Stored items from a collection
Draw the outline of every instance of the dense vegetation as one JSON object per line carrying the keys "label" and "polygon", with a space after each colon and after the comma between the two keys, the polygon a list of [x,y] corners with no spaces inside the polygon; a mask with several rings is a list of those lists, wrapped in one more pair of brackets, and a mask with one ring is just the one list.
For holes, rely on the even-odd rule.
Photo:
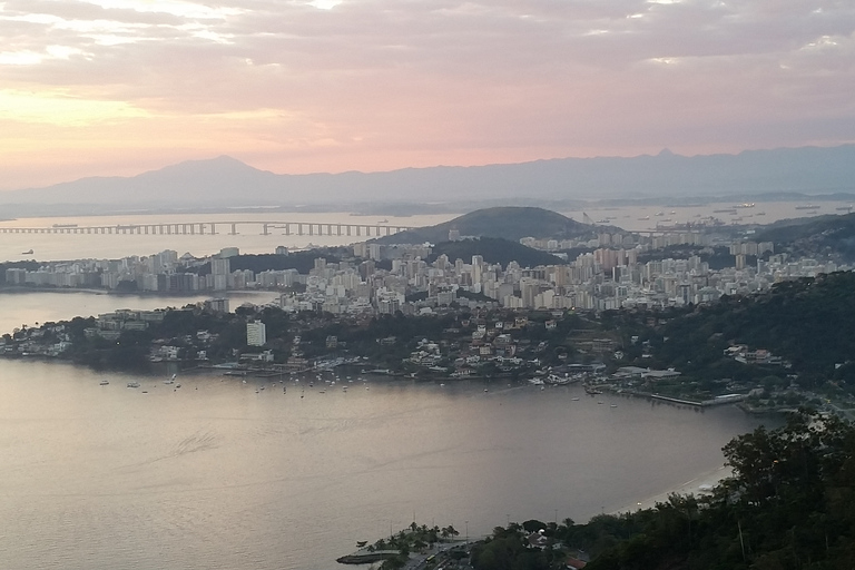
{"label": "dense vegetation", "polygon": [[449,230],[462,236],[501,237],[519,242],[523,237],[557,239],[596,235],[602,226],[576,222],[556,212],[534,207],[497,207],[470,212],[450,222],[377,238],[382,244],[423,244],[449,239]]}
{"label": "dense vegetation", "polygon": [[[563,568],[568,554],[584,550],[593,557],[589,570],[855,568],[852,423],[802,412],[778,430],[736,438],[724,452],[734,475],[710,495],[671,495],[587,524],[498,528],[473,549],[473,567]],[[527,547],[534,528],[544,531],[544,549]]]}
{"label": "dense vegetation", "polygon": [[808,381],[836,376],[855,384],[855,366],[847,360],[855,354],[853,273],[782,282],[767,294],[725,296],[675,313],[652,340],[659,365],[689,374],[717,367],[721,374],[738,373],[743,368],[723,360],[723,353],[741,343],[783,356]]}
{"label": "dense vegetation", "polygon": [[776,252],[795,256],[833,256],[855,261],[855,214],[783,220],[765,228],[757,237],[774,242]]}

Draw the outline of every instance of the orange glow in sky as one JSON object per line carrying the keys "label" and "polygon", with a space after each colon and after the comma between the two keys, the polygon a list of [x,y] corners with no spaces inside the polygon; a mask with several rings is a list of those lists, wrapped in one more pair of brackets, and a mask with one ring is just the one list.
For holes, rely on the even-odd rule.
{"label": "orange glow in sky", "polygon": [[855,3],[0,0],[0,190],[855,141]]}

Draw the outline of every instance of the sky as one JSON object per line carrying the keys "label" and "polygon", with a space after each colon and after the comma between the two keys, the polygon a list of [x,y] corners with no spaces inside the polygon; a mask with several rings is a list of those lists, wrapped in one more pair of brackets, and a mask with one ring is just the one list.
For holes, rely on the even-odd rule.
{"label": "sky", "polygon": [[0,0],[0,190],[855,141],[852,0]]}

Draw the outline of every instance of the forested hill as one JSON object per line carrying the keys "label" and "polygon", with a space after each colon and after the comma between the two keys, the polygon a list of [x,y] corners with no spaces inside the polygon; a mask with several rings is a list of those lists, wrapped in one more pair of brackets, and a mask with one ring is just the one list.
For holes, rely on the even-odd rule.
{"label": "forested hill", "polygon": [[[579,556],[591,557],[588,570],[855,568],[852,423],[794,414],[784,428],[759,428],[724,452],[734,476],[706,497],[671,495],[652,509],[599,514],[586,524],[497,527],[472,548],[472,566],[563,570]],[[532,532],[546,548],[527,548]]]}
{"label": "forested hill", "polygon": [[714,365],[724,348],[740,343],[772,351],[802,375],[855,385],[855,273],[782,282],[754,297],[725,296],[670,320],[662,335],[659,364],[686,372]]}
{"label": "forested hill", "polygon": [[446,242],[449,232],[461,236],[501,237],[518,242],[522,237],[579,238],[593,237],[599,229],[612,229],[576,222],[567,216],[543,208],[499,207],[470,212],[450,222],[420,227],[377,238],[381,244],[435,244]]}
{"label": "forested hill", "polygon": [[758,232],[758,242],[774,242],[776,253],[797,257],[836,255],[855,261],[855,214],[785,219]]}
{"label": "forested hill", "polygon": [[446,255],[451,263],[463,259],[469,263],[473,255],[480,255],[485,263],[500,264],[507,267],[509,263],[517,262],[520,267],[535,267],[538,265],[560,265],[564,262],[547,252],[541,252],[517,242],[509,242],[497,237],[482,237],[481,239],[463,239],[461,242],[442,242],[433,247],[428,263],[433,263],[440,255]]}

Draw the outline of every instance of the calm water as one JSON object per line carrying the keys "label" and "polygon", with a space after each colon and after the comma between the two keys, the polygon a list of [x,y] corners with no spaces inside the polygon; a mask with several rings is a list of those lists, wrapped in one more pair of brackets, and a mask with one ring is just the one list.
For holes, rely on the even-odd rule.
{"label": "calm water", "polygon": [[755,425],[580,387],[0,370],[0,567],[16,569],[330,569],[413,517],[470,535],[583,520],[715,469]]}
{"label": "calm water", "polygon": [[[216,296],[228,297],[229,308],[233,312],[242,303],[248,302],[262,305],[278,299],[278,295],[273,292],[233,292],[227,295],[222,295],[222,293],[218,292]],[[52,291],[0,292],[0,335],[11,333],[13,328],[21,325],[33,326],[51,321],[69,321],[76,316],[97,316],[101,313],[116,311],[117,308],[150,311],[164,307],[183,307],[189,303],[209,299],[212,296],[213,292],[186,296],[138,296],[90,292],[59,293]],[[0,370],[2,368],[2,362],[0,361]]]}
{"label": "calm water", "polygon": [[[716,213],[733,207],[734,203],[707,204],[702,206],[631,206],[616,208],[586,208],[592,220],[622,227],[628,230],[655,229],[657,224],[697,222],[700,217],[716,216],[725,223],[741,218],[740,224],[770,224],[777,219],[815,216],[819,214],[845,214],[836,207],[848,207],[844,203],[819,203],[816,210],[798,210],[798,202],[758,203],[753,208],[739,208],[736,215]],[[562,214],[583,220],[582,210]],[[384,217],[391,226],[430,226],[456,217],[456,214],[425,215],[409,217]],[[169,214],[157,216],[95,216],[68,218],[22,218],[0,222],[3,227],[50,227],[53,224],[78,224],[80,226],[129,225],[151,223],[210,223],[223,220],[279,220],[313,222],[323,224],[377,224],[380,216],[351,216],[346,213],[321,214]],[[220,232],[224,228],[220,227]],[[364,240],[356,236],[295,236],[284,230],[272,229],[269,235],[259,235],[257,226],[239,228],[238,235],[86,235],[86,234],[0,234],[0,261],[30,259],[80,259],[87,257],[118,258],[128,255],[149,255],[164,249],[176,249],[179,254],[189,252],[197,256],[210,255],[223,247],[239,247],[249,254],[272,253],[277,246],[304,248],[314,245],[333,246]],[[33,250],[32,254],[23,252]]]}
{"label": "calm water", "polygon": [[[298,245],[12,237],[0,235],[0,258],[29,247],[56,259]],[[236,295],[233,306],[267,296]],[[0,332],[203,298],[0,294]],[[340,379],[301,397],[291,379],[283,393],[190,373],[175,390],[164,377],[0,360],[0,568],[331,569],[357,540],[413,517],[476,535],[507,518],[581,521],[633,504],[719,466],[720,448],[756,425],[733,407],[700,413],[608,395],[599,405],[574,386],[370,379],[365,390]]]}

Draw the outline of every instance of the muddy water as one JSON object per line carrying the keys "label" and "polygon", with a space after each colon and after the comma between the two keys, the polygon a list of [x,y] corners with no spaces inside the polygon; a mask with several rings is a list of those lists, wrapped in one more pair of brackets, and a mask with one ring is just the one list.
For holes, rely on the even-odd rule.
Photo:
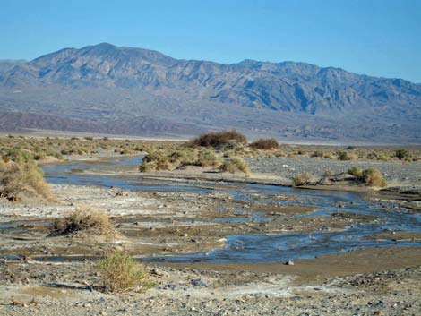
{"label": "muddy water", "polygon": [[[421,246],[419,241],[375,240],[368,238],[374,234],[393,231],[421,232],[421,214],[410,214],[396,205],[379,204],[364,200],[367,197],[360,192],[338,191],[300,190],[288,187],[218,184],[217,185],[192,182],[142,180],[136,177],[118,177],[113,175],[91,175],[78,172],[94,168],[121,167],[138,166],[141,157],[106,160],[100,164],[77,161],[63,165],[44,167],[46,178],[55,184],[90,184],[107,187],[120,187],[127,190],[158,192],[192,192],[208,193],[212,191],[228,192],[234,199],[250,201],[271,201],[274,203],[294,204],[290,201],[278,201],[273,197],[279,194],[300,197],[299,203],[318,207],[314,212],[295,217],[279,217],[277,220],[303,217],[329,216],[331,213],[345,212],[373,216],[375,219],[365,224],[352,224],[342,231],[321,229],[311,233],[282,233],[273,235],[235,235],[227,236],[225,248],[209,252],[182,255],[154,256],[143,258],[151,261],[170,262],[272,262],[298,259],[310,259],[316,256],[350,252],[358,249],[388,246]],[[298,202],[296,202],[298,203]],[[382,210],[382,208],[388,208]],[[238,209],[239,212],[246,211]],[[274,220],[264,213],[255,213],[249,217],[236,218],[215,218],[211,221],[234,220],[236,222],[264,223]],[[281,223],[281,222],[280,222]],[[140,256],[141,257],[141,256]]]}

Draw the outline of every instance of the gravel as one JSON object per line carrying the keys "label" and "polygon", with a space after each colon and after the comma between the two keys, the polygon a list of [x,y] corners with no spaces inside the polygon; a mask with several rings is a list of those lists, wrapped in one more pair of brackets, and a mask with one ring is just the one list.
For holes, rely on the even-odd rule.
{"label": "gravel", "polygon": [[421,161],[342,161],[320,158],[246,158],[253,172],[274,174],[283,178],[292,179],[297,173],[310,172],[314,175],[322,175],[331,170],[334,173],[346,172],[351,167],[357,166],[362,169],[376,168],[383,173],[390,184],[421,185]]}

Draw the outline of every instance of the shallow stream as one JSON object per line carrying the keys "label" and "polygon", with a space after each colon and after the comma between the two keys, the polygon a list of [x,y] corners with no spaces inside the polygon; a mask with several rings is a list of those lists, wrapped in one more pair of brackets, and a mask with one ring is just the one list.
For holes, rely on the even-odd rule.
{"label": "shallow stream", "polygon": [[[367,238],[382,232],[408,231],[421,232],[421,214],[411,214],[407,209],[387,203],[365,201],[367,194],[338,191],[304,190],[274,185],[245,184],[203,184],[191,181],[146,180],[137,177],[120,177],[116,175],[83,175],[81,171],[91,169],[121,168],[138,166],[142,157],[118,158],[101,163],[90,161],[73,161],[60,165],[43,167],[46,178],[54,184],[101,185],[119,187],[126,190],[155,192],[192,192],[206,194],[221,191],[228,192],[237,200],[254,201],[272,201],[275,203],[294,204],[294,201],[273,200],[276,195],[293,195],[301,198],[301,204],[313,205],[319,209],[301,217],[329,216],[331,213],[349,212],[374,216],[376,218],[364,224],[352,224],[342,231],[319,230],[311,233],[282,233],[270,235],[233,235],[227,236],[227,245],[209,252],[190,253],[143,258],[152,261],[171,262],[273,262],[350,252],[357,249],[387,246],[421,246],[420,241],[411,240],[375,240]],[[218,184],[218,185],[217,185]],[[297,202],[296,202],[297,203]],[[387,207],[388,210],[382,209]],[[239,212],[246,211],[238,209]],[[278,218],[277,220],[282,219]],[[230,220],[216,218],[215,221]],[[264,223],[274,220],[264,214],[236,218],[235,221]],[[141,257],[141,256],[140,256]]]}

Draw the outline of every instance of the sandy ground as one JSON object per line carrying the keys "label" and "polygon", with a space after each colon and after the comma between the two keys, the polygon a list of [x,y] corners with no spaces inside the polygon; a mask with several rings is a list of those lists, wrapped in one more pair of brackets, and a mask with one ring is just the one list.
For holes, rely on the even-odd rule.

• _Exercise objective_
Convert the stretch from the line containing "Draw the outline of every instance of the sandy" through the end of the records into a JSON list of strings, with one string per line and blank lines omitted.

• _Result of this task_
[
  "Draw the outline of every instance of the sandy ground as one JSON object per line carrying the keys \"label\" and \"polygon\", with a space after each colon and after the comma between the two keys, the polygon a list of [x,y] corners with no spaces inside the polygon; a mask with several rings is a list of those lists, wrapped in one more pair of brackets, and a mask with one ring is just the one list.",
  "For holes, rely on the even-odd rule."
]